- **STATED GOAL**: Produce an exact copy of the lines from the line that contains "of the decorative" to the end of the listing below.

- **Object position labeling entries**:
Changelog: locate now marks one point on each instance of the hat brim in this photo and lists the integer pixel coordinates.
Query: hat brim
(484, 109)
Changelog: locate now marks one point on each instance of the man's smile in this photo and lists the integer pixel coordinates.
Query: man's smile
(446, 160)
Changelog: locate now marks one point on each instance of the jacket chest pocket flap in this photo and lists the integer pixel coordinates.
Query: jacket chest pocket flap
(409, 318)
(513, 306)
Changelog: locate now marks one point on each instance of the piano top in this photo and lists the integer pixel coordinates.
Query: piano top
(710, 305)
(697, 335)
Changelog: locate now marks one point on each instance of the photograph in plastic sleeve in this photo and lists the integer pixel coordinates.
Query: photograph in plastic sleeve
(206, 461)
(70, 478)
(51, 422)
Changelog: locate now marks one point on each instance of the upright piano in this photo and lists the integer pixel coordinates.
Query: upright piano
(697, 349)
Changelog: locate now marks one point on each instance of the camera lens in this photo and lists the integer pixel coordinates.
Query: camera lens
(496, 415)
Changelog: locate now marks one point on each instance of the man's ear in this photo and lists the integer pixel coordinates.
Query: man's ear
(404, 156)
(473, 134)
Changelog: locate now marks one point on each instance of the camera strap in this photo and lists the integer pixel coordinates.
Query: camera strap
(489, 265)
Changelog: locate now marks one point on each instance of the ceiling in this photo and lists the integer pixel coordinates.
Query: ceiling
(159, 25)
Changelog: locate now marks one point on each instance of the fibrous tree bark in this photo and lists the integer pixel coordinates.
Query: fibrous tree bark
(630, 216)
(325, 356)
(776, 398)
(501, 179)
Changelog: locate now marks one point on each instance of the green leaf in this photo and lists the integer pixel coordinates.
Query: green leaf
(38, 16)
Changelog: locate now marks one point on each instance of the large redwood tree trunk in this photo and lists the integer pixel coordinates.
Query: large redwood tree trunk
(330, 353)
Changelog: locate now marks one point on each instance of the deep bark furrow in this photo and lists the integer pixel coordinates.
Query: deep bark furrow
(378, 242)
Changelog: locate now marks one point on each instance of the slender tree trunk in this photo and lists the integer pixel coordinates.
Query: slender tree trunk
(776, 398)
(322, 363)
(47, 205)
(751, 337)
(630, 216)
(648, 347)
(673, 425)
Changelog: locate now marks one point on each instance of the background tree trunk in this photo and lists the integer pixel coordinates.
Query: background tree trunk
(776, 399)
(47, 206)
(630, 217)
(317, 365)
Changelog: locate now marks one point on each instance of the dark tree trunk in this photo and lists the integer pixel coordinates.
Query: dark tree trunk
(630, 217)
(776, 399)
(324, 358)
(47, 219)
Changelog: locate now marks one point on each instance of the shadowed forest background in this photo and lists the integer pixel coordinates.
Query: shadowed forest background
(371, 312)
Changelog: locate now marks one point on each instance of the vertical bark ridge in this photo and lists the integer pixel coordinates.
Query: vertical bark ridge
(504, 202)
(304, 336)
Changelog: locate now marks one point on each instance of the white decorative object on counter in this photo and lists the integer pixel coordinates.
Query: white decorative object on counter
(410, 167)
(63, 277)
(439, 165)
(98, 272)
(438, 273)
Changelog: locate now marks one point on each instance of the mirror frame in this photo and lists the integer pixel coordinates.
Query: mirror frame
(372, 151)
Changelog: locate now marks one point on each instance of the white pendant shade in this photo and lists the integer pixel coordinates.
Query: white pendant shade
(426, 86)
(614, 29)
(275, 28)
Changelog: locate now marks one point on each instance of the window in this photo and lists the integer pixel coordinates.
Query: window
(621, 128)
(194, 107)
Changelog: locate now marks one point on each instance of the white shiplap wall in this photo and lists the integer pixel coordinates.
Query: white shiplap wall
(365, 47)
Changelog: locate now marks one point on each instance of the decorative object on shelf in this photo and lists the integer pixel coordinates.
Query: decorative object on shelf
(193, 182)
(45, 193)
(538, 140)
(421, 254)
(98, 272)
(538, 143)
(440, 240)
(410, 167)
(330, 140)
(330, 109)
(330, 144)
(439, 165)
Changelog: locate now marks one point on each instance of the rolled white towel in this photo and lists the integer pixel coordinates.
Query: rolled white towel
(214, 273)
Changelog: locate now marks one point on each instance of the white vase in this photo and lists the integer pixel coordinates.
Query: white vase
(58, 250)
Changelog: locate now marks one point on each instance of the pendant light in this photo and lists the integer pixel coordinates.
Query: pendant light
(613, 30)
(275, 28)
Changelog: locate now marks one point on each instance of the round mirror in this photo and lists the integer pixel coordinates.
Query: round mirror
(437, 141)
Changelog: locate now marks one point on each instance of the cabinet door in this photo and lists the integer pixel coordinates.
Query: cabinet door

- **SOLUTION TO THIS TASK**:
Changelog: locate now marks one point on each instance of the decorative object on shelf in this photo and lists the integer pixel coordinates.
Query: decorative object on shelf
(193, 182)
(45, 193)
(538, 140)
(421, 254)
(98, 272)
(538, 143)
(440, 240)
(410, 167)
(330, 140)
(330, 109)
(330, 144)
(439, 165)
Changelog: locate now marks one point on each instance of the rolled white towel in this photo and lists the integer pixel coordinates.
Query: rolled white towel
(214, 273)
Changelog: locate now marks one point on each instance of the white vase in this photo and lists the integer pixel coordinates.
Query: white vase
(58, 250)
Changelog: locate now marks one point on each instance of the pendant light in this photo and lists the integer pixel coordinates.
Query: pendant light
(613, 30)
(275, 28)
Changelog: locate now marks one point on each instance of the round mirror in this photo and lists the integer pixel coordinates.
Query: round mirror
(437, 141)
Changelog: locate now marks one point on each instance of the cabinet door in this photo and lists the integer pixel coordinates.
Query: cabinet door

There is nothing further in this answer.